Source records
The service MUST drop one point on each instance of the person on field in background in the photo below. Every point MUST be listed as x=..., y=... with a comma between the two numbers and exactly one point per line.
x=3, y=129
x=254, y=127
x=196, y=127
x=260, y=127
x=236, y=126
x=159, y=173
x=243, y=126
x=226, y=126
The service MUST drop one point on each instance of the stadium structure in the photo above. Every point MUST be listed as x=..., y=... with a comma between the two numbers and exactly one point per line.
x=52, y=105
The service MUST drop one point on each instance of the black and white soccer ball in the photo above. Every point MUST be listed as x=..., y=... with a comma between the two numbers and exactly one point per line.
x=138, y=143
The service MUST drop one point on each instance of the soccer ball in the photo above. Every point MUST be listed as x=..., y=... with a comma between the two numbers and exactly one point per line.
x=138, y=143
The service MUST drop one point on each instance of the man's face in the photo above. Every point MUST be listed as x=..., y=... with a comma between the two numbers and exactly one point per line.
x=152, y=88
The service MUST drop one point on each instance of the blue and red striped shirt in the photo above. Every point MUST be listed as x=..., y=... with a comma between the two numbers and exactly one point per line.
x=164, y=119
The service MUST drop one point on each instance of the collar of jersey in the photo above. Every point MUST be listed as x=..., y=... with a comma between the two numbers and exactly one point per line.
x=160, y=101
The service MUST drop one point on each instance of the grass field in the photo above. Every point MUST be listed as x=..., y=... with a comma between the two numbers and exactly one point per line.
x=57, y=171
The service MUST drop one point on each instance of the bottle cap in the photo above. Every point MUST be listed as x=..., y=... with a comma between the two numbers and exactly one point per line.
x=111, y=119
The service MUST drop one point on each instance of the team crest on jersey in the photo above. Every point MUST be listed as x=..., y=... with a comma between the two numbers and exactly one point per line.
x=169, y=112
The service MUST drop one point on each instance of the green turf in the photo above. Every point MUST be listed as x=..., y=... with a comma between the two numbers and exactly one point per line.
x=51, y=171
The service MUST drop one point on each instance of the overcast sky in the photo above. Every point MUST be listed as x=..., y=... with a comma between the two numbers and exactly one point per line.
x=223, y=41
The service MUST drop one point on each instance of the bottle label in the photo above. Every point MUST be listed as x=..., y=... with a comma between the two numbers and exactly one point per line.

Required task: Only the lines from the one containing "of the team" through the end of the material should be reproduced, exactly, with both ends included.

Answer:
The service MUST drop one point on each instance of the team crest on jersey in the photo above. Every point MUST be listed as x=..., y=... with a comma between the two numbers and exactly one point per line.
x=169, y=112
The service MUST drop one point on each instance of the green turf in the photo above. Every point MUST be listed as x=..., y=... with a comma between the two numbers and exactly one point per line.
x=51, y=171
The service MUST drop one point on each instance of the overcast sky in the photo above. Every point MUST be listed as x=..., y=... with a comma between the two numbers and exactly one point per line.
x=223, y=41
The service MUST drop one point on each instance of the bottle label in the photo above. Every point MUST be listed as x=..., y=... with a comma between the two numbers and exactly one point per line.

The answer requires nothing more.